→ AIM OF THE EXERCISE: The lines below that include the word "coat" are to be reported.

Saved entries:
◇ ◇ ◇ ◇ ◇
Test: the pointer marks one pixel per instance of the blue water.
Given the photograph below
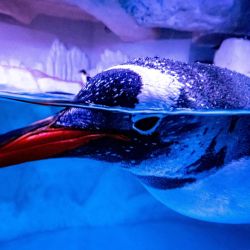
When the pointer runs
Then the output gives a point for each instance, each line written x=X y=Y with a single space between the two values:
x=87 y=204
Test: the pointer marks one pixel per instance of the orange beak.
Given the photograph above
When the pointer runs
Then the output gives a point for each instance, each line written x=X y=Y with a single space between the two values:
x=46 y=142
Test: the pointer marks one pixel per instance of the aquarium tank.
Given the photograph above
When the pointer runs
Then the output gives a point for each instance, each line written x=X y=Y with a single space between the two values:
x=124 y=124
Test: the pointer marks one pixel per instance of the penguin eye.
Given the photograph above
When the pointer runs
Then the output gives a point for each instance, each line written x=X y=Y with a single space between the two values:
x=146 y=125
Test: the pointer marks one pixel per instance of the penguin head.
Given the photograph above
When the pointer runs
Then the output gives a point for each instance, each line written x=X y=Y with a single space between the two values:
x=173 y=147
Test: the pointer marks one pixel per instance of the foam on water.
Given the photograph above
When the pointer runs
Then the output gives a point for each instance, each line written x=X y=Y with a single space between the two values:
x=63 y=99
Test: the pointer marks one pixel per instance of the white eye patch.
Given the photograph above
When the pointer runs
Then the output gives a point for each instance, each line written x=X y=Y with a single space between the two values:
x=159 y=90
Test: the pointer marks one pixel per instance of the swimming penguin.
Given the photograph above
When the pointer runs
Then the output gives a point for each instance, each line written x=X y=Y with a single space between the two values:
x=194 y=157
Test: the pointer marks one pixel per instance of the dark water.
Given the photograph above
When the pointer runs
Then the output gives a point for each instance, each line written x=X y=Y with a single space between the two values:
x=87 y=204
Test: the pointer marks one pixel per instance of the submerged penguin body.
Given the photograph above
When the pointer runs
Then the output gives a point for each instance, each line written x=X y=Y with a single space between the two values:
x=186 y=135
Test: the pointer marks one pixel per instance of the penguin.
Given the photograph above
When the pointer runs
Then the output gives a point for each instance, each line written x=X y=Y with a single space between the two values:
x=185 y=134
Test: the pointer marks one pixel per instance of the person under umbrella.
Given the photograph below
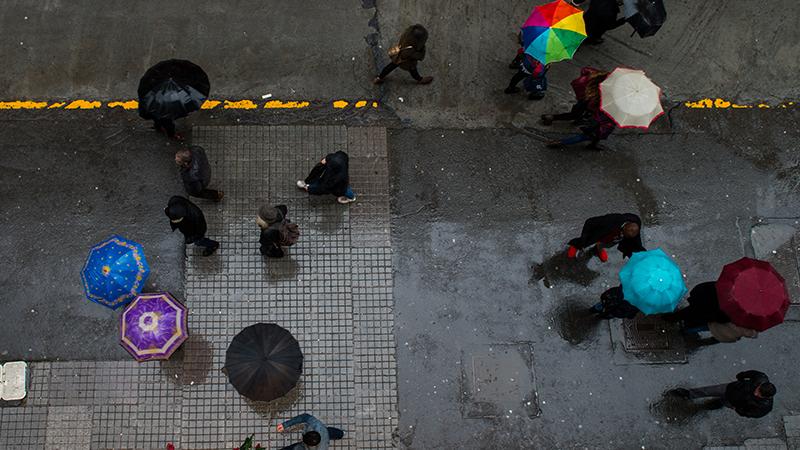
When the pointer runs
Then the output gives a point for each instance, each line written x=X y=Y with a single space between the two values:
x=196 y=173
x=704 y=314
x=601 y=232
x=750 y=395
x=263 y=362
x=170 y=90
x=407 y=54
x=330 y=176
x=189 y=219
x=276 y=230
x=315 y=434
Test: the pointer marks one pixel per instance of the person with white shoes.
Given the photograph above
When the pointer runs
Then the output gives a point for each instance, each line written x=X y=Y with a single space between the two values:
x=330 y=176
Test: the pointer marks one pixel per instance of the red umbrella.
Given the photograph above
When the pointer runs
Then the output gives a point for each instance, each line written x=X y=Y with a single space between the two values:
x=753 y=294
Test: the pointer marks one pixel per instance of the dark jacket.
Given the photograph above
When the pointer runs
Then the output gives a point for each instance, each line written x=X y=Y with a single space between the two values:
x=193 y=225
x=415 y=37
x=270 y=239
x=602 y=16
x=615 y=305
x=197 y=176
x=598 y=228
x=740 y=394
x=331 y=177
◇ ◇ ◇ ◇ ◇
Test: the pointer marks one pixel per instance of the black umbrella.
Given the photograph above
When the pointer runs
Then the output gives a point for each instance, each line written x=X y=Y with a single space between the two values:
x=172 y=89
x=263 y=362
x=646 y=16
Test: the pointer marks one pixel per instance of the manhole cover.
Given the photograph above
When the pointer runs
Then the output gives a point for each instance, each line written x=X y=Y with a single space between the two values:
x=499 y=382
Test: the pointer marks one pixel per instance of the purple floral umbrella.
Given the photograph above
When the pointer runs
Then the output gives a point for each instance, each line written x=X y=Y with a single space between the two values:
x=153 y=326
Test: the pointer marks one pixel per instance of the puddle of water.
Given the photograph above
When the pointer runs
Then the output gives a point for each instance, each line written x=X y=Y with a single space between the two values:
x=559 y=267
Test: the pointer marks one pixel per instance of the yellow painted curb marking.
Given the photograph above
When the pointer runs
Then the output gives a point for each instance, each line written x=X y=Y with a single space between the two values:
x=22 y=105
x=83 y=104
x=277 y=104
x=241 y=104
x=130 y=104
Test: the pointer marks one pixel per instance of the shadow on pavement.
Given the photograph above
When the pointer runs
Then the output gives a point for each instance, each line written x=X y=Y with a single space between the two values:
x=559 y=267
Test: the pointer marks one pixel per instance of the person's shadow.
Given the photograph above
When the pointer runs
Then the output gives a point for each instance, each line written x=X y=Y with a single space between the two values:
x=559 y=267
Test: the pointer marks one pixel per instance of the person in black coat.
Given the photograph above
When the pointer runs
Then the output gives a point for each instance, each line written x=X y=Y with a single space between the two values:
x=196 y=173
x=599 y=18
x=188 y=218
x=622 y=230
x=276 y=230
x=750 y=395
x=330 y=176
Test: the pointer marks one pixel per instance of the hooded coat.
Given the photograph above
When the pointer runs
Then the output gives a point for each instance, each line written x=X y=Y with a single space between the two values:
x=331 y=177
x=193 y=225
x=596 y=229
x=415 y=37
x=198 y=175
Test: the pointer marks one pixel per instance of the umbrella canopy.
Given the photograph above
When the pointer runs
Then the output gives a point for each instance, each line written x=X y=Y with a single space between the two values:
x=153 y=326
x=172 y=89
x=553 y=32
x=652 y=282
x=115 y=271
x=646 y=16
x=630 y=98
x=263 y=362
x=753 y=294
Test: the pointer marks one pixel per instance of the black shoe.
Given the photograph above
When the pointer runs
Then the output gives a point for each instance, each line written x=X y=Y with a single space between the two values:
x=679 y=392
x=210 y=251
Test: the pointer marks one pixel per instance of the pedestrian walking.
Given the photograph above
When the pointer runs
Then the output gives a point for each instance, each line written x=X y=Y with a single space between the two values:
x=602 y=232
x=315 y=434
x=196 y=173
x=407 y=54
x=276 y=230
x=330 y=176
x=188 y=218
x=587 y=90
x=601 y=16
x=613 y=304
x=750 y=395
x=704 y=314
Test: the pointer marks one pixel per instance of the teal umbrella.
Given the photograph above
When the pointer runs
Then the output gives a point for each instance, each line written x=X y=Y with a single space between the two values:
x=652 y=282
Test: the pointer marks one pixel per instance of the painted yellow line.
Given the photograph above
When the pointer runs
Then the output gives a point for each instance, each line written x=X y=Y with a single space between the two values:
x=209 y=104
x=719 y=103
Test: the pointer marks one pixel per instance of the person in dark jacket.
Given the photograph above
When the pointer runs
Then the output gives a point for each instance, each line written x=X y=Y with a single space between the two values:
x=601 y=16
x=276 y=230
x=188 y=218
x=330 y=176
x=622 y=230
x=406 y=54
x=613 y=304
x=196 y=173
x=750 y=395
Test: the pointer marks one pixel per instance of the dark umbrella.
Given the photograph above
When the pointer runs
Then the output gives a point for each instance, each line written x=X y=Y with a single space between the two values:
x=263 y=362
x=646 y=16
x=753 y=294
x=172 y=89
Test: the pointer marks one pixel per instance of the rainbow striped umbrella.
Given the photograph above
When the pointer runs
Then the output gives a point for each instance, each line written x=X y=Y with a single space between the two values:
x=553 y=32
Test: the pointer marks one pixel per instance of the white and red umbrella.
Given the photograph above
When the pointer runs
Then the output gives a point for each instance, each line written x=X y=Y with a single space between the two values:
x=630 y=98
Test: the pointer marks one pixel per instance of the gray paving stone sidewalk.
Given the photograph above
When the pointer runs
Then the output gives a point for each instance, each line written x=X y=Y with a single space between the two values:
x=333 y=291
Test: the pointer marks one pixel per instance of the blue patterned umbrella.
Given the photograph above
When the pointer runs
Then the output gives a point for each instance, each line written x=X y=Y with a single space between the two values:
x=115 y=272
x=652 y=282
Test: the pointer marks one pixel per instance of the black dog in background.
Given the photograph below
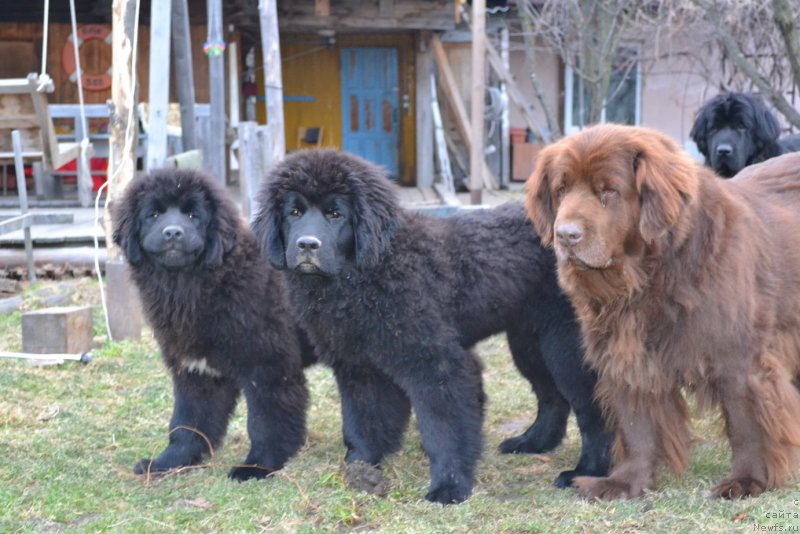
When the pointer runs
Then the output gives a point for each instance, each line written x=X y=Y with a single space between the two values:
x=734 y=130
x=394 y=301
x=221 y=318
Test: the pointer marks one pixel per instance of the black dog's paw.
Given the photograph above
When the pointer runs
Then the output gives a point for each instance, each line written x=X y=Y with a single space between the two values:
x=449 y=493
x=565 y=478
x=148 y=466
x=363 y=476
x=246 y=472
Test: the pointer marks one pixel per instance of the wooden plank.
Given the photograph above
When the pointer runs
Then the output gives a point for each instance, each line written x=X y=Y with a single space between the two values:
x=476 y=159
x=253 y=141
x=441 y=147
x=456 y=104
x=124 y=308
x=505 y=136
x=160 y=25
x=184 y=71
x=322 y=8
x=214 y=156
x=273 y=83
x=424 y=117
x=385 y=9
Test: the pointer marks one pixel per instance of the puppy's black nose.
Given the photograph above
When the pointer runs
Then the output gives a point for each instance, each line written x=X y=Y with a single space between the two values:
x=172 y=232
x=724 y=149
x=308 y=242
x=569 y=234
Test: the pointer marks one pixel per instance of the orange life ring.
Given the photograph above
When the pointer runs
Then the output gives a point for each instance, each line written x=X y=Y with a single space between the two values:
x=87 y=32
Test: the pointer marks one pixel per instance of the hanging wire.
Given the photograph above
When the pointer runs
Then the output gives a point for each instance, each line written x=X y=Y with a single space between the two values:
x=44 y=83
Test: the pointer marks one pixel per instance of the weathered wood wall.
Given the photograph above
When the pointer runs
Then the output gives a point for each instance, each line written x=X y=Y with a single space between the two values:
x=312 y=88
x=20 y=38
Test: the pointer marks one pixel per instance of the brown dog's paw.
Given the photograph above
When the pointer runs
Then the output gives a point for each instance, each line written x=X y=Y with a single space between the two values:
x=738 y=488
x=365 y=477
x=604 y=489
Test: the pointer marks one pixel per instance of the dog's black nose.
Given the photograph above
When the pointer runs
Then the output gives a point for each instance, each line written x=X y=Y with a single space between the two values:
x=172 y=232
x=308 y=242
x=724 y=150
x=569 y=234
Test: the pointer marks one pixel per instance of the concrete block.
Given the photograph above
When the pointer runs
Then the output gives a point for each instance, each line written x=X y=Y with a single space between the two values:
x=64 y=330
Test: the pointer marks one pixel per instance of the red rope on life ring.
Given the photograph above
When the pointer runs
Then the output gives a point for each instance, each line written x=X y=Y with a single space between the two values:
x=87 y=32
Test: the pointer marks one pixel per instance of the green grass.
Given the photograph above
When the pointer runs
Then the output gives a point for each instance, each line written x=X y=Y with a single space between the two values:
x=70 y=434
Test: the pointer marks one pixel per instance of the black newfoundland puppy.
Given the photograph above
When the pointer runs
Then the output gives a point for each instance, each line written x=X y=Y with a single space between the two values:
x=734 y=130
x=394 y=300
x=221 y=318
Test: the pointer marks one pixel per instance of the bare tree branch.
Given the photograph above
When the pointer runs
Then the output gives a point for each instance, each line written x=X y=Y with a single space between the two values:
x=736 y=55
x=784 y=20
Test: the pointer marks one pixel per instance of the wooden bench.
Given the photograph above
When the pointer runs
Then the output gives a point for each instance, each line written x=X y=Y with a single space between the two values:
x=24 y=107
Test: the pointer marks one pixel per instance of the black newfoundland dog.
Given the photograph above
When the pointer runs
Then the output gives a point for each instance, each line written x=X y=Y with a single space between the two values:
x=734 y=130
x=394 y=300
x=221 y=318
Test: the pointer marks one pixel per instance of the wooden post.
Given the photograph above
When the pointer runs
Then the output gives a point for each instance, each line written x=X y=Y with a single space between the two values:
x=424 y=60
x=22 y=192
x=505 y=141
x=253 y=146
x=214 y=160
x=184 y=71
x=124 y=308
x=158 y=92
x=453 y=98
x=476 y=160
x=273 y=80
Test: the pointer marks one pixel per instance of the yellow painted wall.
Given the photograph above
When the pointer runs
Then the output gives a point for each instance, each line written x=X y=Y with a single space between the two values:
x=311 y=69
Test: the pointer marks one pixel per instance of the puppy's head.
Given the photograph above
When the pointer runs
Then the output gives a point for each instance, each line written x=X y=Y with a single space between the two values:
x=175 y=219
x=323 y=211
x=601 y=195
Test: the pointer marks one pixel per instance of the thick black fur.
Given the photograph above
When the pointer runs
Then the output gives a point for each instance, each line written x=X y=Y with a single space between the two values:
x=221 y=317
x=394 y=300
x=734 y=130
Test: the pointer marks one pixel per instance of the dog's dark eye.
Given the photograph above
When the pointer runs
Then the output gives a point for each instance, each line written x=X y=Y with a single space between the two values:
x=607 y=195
◇ ◇ ◇ ◇ ◇
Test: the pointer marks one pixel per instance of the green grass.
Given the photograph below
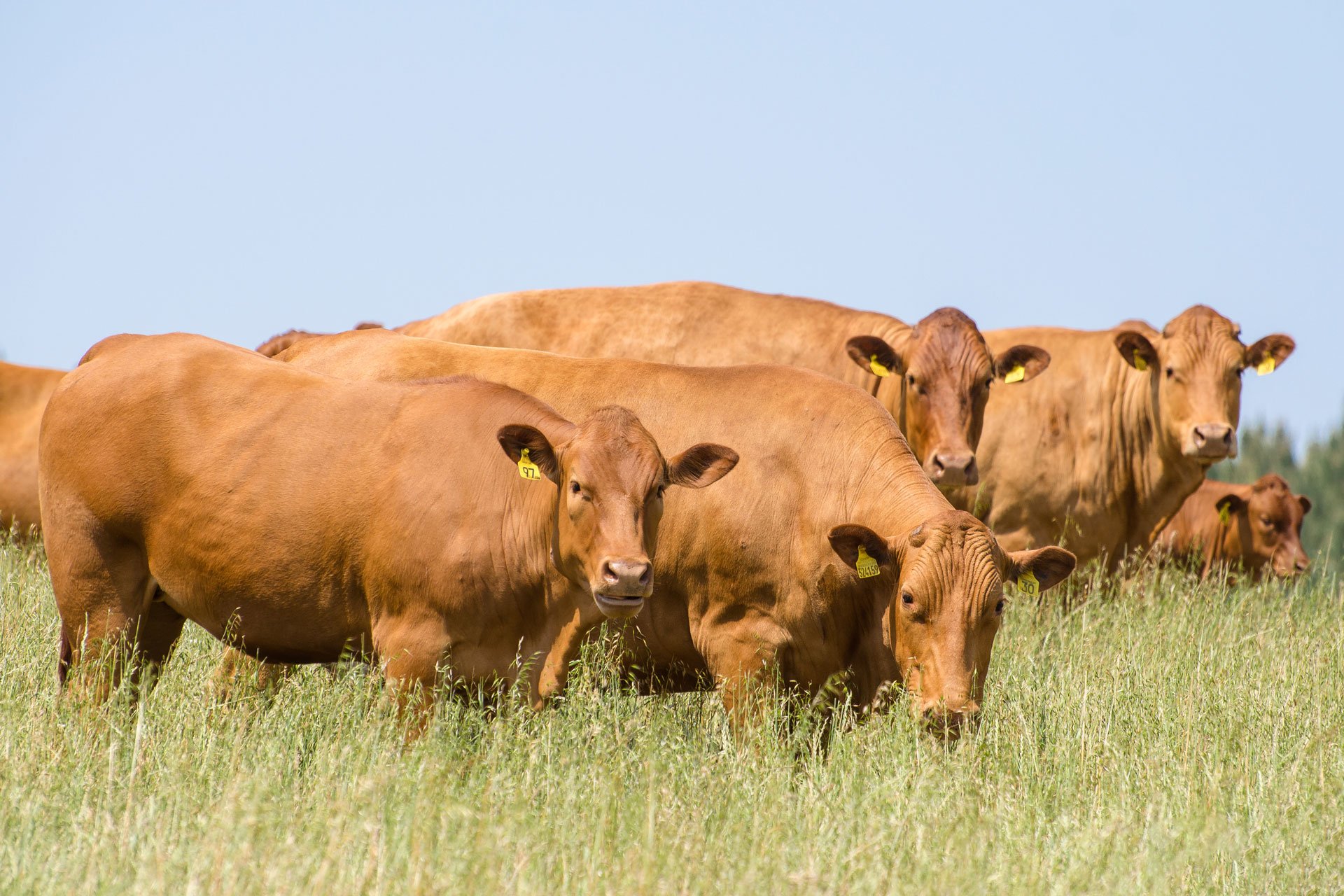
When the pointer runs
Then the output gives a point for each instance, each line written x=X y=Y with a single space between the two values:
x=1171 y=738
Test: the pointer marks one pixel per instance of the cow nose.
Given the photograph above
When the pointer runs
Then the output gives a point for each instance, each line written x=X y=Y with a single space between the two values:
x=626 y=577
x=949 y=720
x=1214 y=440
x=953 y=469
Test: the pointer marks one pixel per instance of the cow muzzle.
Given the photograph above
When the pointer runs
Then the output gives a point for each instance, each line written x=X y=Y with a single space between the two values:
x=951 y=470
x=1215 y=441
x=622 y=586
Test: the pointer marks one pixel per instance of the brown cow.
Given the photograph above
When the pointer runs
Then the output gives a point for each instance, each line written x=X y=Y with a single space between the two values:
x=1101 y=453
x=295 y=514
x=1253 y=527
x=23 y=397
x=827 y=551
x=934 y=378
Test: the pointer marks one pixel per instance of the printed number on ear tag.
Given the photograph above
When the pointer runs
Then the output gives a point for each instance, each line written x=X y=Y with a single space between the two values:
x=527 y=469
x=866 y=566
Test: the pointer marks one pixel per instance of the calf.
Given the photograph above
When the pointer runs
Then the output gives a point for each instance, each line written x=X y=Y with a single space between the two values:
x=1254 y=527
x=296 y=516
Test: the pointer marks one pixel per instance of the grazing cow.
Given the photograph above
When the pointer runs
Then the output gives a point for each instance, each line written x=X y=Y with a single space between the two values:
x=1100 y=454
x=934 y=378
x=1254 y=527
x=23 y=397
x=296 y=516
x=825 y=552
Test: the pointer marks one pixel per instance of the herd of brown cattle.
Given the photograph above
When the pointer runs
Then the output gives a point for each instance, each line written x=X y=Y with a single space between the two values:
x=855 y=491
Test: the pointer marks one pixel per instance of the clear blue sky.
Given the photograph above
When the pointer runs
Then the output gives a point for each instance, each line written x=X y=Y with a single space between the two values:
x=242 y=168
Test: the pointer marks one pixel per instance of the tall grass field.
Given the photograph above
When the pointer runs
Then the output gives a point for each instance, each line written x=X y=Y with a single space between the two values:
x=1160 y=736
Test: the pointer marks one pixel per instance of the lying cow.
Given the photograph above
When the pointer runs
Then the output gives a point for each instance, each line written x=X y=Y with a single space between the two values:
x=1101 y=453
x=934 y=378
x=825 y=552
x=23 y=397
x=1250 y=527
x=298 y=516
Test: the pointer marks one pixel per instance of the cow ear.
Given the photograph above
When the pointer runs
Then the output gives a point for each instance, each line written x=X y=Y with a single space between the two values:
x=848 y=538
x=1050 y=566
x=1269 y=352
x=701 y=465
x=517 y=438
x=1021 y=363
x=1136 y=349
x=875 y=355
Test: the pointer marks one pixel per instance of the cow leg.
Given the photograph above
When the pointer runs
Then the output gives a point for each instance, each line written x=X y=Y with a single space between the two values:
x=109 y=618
◇ ◇ ◇ ◇ ◇
→ REPLY TO THE EXERCISE:
Test: the pointer marks one pixel per instance of the person in black coat.
Test: the pointer marks one pixel per instance of the hooded coat.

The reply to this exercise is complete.